Your objective: Duplicate, word for word, the stretch of items below from the line containing "Task: pointing. Mark each instance of the green vegetation" through the end of the items.

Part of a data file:
========================================================================
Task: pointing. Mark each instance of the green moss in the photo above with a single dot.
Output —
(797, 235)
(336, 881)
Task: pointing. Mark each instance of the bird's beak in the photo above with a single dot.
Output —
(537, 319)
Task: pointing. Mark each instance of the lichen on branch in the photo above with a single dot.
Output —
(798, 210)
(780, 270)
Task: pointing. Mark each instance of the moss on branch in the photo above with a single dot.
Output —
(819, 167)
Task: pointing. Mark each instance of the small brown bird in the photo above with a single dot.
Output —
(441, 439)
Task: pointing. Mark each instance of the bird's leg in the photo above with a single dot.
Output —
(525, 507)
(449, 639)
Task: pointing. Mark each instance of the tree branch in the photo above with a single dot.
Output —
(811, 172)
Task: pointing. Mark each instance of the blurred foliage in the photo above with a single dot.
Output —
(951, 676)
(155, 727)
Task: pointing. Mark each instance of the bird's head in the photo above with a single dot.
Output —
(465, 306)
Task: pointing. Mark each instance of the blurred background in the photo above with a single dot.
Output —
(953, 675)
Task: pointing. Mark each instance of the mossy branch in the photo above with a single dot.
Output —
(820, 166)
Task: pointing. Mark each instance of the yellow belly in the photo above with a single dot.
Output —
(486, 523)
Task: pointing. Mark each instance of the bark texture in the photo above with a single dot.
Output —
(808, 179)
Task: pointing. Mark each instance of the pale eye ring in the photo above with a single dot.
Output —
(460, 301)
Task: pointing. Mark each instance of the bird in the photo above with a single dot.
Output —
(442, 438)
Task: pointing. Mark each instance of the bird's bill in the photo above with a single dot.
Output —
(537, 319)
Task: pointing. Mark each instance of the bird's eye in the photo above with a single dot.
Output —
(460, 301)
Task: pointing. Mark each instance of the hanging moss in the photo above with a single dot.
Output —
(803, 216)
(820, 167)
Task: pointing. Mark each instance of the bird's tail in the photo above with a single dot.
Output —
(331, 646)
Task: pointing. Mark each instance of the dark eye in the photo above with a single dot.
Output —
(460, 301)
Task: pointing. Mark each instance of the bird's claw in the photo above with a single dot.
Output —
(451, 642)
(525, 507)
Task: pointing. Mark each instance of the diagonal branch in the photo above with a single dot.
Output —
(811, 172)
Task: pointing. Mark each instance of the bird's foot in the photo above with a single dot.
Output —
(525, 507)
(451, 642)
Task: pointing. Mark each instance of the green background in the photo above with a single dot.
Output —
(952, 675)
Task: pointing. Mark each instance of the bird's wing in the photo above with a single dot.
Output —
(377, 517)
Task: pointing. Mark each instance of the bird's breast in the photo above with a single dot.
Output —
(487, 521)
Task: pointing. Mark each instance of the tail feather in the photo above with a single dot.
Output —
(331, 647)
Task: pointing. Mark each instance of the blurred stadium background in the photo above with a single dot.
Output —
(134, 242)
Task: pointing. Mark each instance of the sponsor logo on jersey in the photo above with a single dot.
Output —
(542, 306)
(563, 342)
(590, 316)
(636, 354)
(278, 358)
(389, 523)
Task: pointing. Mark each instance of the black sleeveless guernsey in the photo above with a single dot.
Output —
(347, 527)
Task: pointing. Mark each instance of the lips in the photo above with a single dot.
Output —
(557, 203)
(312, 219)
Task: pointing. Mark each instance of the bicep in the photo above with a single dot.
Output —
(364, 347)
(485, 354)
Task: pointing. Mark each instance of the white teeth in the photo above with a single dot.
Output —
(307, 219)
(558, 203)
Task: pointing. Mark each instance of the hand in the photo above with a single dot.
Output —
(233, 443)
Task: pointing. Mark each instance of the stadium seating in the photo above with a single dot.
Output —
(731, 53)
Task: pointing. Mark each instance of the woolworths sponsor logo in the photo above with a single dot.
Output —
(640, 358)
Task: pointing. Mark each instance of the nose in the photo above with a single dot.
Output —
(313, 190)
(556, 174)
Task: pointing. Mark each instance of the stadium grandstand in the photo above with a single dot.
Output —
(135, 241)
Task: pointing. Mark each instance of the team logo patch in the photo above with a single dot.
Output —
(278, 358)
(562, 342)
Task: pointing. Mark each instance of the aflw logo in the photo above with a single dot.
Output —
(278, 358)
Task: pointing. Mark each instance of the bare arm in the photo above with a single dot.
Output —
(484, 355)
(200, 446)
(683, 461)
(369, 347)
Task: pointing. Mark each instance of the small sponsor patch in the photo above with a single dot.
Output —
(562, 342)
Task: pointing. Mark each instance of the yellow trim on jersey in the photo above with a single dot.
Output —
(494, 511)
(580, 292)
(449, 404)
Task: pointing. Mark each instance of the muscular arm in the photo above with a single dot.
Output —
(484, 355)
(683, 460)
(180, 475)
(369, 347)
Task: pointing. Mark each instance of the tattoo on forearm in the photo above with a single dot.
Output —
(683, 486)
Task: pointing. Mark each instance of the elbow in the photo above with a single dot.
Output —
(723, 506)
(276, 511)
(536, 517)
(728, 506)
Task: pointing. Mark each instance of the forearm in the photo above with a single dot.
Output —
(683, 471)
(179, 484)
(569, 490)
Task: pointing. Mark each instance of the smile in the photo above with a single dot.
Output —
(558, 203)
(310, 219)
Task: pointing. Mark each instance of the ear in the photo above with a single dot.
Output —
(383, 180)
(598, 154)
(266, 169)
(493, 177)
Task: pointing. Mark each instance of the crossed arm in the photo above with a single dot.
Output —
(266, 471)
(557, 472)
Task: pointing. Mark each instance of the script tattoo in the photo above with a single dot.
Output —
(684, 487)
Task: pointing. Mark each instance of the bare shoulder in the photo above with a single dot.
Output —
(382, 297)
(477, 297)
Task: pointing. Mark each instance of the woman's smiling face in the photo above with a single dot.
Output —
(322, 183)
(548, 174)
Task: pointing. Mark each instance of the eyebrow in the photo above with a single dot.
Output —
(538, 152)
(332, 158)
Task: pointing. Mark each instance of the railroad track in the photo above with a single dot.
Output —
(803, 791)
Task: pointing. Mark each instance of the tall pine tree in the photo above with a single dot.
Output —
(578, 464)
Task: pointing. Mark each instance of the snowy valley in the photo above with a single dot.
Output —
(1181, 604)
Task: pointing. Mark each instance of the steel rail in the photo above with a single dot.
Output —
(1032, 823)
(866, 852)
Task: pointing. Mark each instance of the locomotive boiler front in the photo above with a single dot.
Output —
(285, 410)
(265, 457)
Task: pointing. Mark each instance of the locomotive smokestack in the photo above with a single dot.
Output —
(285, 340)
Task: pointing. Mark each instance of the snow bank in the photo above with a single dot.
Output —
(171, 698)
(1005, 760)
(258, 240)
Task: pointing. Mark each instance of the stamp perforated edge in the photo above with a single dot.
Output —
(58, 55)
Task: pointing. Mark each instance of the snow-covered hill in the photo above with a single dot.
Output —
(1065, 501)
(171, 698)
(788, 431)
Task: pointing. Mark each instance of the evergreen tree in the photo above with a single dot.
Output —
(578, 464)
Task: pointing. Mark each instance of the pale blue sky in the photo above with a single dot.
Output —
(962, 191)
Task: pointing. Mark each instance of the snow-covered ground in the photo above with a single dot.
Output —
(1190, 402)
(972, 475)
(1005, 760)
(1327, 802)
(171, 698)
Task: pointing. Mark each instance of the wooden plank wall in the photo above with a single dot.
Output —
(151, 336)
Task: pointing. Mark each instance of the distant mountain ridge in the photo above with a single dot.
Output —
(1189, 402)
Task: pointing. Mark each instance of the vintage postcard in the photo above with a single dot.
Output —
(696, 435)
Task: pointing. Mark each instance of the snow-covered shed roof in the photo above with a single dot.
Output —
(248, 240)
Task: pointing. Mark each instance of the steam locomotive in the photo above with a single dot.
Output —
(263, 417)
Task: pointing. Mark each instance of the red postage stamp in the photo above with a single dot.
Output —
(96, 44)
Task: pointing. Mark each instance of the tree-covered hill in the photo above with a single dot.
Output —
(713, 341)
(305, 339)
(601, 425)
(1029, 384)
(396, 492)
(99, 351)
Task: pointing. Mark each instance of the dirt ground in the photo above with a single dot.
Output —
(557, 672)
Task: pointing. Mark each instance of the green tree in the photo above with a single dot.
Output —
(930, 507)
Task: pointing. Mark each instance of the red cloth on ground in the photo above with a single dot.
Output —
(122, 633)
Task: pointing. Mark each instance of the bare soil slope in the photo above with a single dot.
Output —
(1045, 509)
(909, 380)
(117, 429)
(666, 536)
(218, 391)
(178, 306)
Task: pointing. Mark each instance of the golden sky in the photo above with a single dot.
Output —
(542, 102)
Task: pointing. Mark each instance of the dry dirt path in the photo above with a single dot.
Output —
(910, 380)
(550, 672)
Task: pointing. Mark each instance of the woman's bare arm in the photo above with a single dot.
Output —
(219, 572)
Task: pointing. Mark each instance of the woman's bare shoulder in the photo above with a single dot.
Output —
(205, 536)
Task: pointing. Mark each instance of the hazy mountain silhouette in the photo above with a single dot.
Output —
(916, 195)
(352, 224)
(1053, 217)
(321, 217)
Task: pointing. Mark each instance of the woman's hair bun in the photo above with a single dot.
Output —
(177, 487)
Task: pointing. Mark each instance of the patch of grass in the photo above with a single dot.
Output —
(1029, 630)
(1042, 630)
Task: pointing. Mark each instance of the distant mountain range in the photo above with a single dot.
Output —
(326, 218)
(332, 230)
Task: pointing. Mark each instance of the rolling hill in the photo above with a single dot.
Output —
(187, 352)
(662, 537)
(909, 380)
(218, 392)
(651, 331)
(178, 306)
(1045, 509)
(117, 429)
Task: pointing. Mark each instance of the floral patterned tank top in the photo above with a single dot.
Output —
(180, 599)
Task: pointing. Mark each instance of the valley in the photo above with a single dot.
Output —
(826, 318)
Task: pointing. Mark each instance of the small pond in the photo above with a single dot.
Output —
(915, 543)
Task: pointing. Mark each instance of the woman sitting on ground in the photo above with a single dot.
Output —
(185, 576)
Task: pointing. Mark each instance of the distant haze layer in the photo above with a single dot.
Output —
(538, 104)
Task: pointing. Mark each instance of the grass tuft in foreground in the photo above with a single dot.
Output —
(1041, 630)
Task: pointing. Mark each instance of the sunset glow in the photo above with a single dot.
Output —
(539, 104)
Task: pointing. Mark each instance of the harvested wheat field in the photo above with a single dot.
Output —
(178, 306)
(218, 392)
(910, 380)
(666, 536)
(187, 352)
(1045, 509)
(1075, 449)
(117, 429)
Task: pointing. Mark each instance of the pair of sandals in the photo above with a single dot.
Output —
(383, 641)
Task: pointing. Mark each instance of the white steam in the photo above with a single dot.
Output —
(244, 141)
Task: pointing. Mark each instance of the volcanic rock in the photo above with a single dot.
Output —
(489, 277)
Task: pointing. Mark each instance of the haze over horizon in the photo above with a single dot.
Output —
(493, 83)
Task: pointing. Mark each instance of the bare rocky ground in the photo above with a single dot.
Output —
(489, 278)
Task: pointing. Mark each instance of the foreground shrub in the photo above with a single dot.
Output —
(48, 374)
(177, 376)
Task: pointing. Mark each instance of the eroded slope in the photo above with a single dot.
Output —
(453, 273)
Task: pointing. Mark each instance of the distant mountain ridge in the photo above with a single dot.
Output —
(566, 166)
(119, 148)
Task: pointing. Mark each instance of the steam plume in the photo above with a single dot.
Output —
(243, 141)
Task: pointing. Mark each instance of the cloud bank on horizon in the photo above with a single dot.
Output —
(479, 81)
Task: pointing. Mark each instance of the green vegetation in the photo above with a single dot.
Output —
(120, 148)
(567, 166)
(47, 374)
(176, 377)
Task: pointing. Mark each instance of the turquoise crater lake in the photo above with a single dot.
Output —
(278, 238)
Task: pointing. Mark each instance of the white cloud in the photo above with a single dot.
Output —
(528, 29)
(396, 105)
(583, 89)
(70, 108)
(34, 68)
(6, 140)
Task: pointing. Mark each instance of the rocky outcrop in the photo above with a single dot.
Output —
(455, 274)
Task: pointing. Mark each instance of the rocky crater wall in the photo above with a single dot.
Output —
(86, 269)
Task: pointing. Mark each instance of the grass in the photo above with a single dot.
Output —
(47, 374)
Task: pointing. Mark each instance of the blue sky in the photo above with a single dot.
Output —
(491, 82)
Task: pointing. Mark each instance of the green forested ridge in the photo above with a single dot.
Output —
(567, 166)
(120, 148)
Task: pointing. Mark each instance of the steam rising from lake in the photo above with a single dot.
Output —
========================================================================
Solution for this exercise:
Task: pointing. Mark each instance of the green vegetation in the photo above with a single dot.
Output —
(120, 148)
(567, 166)
(47, 374)
(176, 377)
Task: pointing. Mark each instance of the turquoise crater lake in the photo above with a single dot.
Output —
(278, 238)
Task: pointing. Mark each instance of the white cloud in the photo above with a single dot.
Output —
(528, 29)
(396, 105)
(583, 89)
(70, 108)
(34, 68)
(6, 140)
Task: pointing. Mark each instance of the rocky outcrop in the photo above with a single dot.
Output —
(455, 274)
Task: pointing. Mark each instance of the rocky crater wall in the photo above with a single dot.
Output —
(86, 269)
Task: pointing. Mark each instance of the grass in the photo above with a single dot.
Output —
(47, 374)
Task: pointing. Mark each instance of the blue sky in the photo above with a single dot.
Output —
(491, 82)
Task: pointing. Mark each instance of the green forested ridge in the photo above with a single dot.
Output —
(567, 166)
(120, 148)
Task: pointing. Mark each instance of the steam rising from lake in the photo above with a single dot.
Output —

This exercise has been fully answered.